Stated task: Collect each line from the records below that contains the string "chest". Matches must have the same case.

Stored data:
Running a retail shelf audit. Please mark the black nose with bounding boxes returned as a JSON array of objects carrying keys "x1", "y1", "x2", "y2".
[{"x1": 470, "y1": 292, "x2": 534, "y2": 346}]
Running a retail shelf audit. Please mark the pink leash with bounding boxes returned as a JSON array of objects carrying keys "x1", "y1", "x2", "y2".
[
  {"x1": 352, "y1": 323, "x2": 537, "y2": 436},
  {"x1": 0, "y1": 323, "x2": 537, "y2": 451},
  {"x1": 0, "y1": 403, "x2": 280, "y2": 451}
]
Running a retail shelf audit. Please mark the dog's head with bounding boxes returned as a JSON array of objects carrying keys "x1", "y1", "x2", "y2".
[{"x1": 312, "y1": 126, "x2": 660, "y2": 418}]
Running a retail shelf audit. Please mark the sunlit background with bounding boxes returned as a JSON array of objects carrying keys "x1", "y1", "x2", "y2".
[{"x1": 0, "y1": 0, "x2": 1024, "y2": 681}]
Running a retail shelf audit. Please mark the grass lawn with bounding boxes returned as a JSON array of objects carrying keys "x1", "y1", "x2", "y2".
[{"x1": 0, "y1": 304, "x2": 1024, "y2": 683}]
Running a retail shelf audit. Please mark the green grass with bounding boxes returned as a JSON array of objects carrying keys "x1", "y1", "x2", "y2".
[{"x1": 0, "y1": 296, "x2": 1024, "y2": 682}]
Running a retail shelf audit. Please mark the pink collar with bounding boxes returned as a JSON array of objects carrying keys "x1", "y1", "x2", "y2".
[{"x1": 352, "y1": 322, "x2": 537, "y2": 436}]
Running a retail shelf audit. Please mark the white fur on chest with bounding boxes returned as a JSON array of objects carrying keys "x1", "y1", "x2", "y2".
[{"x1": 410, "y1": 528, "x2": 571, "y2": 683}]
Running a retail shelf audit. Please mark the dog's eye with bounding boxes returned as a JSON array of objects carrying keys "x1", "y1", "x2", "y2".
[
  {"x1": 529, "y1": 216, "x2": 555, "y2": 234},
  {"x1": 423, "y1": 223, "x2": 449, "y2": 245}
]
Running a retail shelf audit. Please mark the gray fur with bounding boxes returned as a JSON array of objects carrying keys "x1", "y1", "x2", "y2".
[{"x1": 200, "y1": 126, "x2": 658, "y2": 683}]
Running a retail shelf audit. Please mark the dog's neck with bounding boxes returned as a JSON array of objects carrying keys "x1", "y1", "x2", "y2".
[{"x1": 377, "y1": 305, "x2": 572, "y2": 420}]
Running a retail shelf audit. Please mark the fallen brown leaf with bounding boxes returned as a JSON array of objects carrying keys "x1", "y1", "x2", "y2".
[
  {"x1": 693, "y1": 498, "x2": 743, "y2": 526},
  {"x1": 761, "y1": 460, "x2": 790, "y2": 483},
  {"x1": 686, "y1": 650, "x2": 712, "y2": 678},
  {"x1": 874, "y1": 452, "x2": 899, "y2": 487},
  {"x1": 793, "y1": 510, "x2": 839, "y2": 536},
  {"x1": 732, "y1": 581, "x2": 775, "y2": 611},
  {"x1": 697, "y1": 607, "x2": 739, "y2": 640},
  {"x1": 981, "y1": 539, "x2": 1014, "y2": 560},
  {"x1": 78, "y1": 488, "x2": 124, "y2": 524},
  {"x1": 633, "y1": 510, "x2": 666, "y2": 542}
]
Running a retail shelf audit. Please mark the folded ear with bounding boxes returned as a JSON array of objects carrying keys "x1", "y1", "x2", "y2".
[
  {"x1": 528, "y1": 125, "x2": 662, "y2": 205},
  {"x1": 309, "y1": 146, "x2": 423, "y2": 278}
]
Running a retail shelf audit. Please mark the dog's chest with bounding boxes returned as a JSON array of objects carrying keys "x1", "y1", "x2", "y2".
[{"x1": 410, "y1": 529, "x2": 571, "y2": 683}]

Correct result:
Running a retail shelf audit. Please mark the white fur on chest with bounding boxes returned as a JSON array of objects carrying keys "x1", "y1", "x2", "y2".
Running a retail shelf audit. Please mark the dog's chest with bounding boxes returned as a JSON array of objects carrying keys "x1", "y1", "x2", "y2".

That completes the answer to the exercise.